> TASK STATEMENT: Please print the full listing exactly.

......

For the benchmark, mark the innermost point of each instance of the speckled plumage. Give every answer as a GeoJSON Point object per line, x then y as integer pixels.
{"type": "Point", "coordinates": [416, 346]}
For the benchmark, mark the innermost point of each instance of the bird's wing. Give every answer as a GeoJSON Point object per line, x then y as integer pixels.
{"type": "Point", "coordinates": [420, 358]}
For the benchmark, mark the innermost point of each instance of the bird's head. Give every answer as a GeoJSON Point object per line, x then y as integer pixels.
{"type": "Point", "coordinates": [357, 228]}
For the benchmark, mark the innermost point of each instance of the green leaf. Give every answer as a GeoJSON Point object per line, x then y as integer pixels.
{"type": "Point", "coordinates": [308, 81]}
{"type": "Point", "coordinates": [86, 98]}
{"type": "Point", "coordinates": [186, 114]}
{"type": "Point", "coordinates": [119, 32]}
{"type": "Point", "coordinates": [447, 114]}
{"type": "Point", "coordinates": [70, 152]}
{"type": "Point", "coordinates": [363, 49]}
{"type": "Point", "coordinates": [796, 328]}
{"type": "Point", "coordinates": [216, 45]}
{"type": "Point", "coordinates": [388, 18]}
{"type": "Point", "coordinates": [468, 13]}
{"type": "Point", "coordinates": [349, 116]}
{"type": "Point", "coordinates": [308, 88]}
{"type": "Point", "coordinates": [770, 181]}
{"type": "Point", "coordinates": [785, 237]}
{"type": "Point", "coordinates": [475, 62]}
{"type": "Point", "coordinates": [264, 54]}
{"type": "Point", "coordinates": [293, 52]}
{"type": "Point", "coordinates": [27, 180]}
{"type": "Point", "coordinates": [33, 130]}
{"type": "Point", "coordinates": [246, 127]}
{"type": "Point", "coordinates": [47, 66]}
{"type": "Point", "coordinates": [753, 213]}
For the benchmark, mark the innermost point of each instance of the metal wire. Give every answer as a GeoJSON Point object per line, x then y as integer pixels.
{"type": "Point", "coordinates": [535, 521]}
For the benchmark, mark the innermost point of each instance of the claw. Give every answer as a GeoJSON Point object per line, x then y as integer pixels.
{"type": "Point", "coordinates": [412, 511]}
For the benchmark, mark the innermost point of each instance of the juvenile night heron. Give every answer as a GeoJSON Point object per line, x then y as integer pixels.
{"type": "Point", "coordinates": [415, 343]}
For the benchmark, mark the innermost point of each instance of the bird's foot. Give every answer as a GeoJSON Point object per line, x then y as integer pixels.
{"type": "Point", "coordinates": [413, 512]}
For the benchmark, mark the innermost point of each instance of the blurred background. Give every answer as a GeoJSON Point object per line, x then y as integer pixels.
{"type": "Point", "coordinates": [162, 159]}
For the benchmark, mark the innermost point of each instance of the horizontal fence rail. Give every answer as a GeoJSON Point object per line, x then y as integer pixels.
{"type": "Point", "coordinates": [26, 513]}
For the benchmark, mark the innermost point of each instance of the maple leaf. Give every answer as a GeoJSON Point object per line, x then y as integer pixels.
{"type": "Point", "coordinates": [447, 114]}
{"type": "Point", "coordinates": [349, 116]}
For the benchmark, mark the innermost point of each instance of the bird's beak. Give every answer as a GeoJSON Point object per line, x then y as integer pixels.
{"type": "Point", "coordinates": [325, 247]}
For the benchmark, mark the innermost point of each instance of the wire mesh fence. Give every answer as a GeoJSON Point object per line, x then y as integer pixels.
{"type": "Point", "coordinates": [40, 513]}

......

> ANSWER TO THIS EXERCISE:
For the benchmark, mark the innermost point of each instance of the speckled plumage. Give every answer as a GeoJSON Point object per line, x then y as integer pixels.
{"type": "Point", "coordinates": [416, 346]}
For the benchmark, mark the innermost point of each instance of the bird's wing. Give every answer as a GeoJSON Point object per line, x then y as integer pixels.
{"type": "Point", "coordinates": [420, 358]}
For the benchmark, mark the innermost point of each instance of the bird's head. Give every answer as a GeoJSON Point object per line, x then y as integer pixels.
{"type": "Point", "coordinates": [357, 228]}
For the benchmark, mark the innermost point of each instance of the green leaf. Give every answer as a GeoJSON Point object per line, x then y as integer pixels.
{"type": "Point", "coordinates": [308, 81]}
{"type": "Point", "coordinates": [86, 98]}
{"type": "Point", "coordinates": [186, 114]}
{"type": "Point", "coordinates": [119, 32]}
{"type": "Point", "coordinates": [447, 114]}
{"type": "Point", "coordinates": [70, 152]}
{"type": "Point", "coordinates": [363, 49]}
{"type": "Point", "coordinates": [796, 328]}
{"type": "Point", "coordinates": [216, 45]}
{"type": "Point", "coordinates": [388, 18]}
{"type": "Point", "coordinates": [468, 13]}
{"type": "Point", "coordinates": [349, 116]}
{"type": "Point", "coordinates": [308, 88]}
{"type": "Point", "coordinates": [770, 181]}
{"type": "Point", "coordinates": [785, 237]}
{"type": "Point", "coordinates": [475, 62]}
{"type": "Point", "coordinates": [264, 54]}
{"type": "Point", "coordinates": [293, 52]}
{"type": "Point", "coordinates": [27, 180]}
{"type": "Point", "coordinates": [33, 130]}
{"type": "Point", "coordinates": [246, 127]}
{"type": "Point", "coordinates": [47, 66]}
{"type": "Point", "coordinates": [753, 213]}
For the benchmark, mark the innermost point of each instance of the metal wire. Give every answer as a GeoJSON Point object per line, x then y as integer pixels.
{"type": "Point", "coordinates": [535, 521]}
For the benchmark, mark the innermost point of each instance of the claw. Give every answer as a GeoJSON Point object per line, x then y as integer pixels.
{"type": "Point", "coordinates": [412, 511]}
For the benchmark, mark the innermost point of each instance of the juvenile night heron. Give every answer as a GeoJSON Point object per line, x then y as integer pixels.
{"type": "Point", "coordinates": [415, 343]}
For the benchmark, mark the innermost point of each instance of the bird's foot. Give every answer as a GeoJSON Point object per line, x then y as integer pixels.
{"type": "Point", "coordinates": [413, 512]}
For the benchmark, mark the innermost point of each instance of the blurred background. Give every answer as a GeoJSON Point object per line, x then y as integer pixels.
{"type": "Point", "coordinates": [162, 159]}
For the benchmark, mark the innermost point of each instance of the horizontal fence rail. Give every answer as a GeoJSON Point object per line, x then y as integer pixels.
{"type": "Point", "coordinates": [26, 513]}
For the benchmark, mark the innermost point of each instance of the maple leaf. Give every answer as a GeoJSON Point object per line, x then y as integer pixels.
{"type": "Point", "coordinates": [447, 114]}
{"type": "Point", "coordinates": [349, 116]}
For the benchmark, mark the innermost point of each instance of the bird's beak. Give every answer as a GeoJSON Point object per line, x then y as integer pixels.
{"type": "Point", "coordinates": [325, 247]}
For the benchmark, mark the innermost point of each instance of the wire mesh fence. Give every answer as a GeoJSON Point object per line, x then y as integer pixels.
{"type": "Point", "coordinates": [40, 513]}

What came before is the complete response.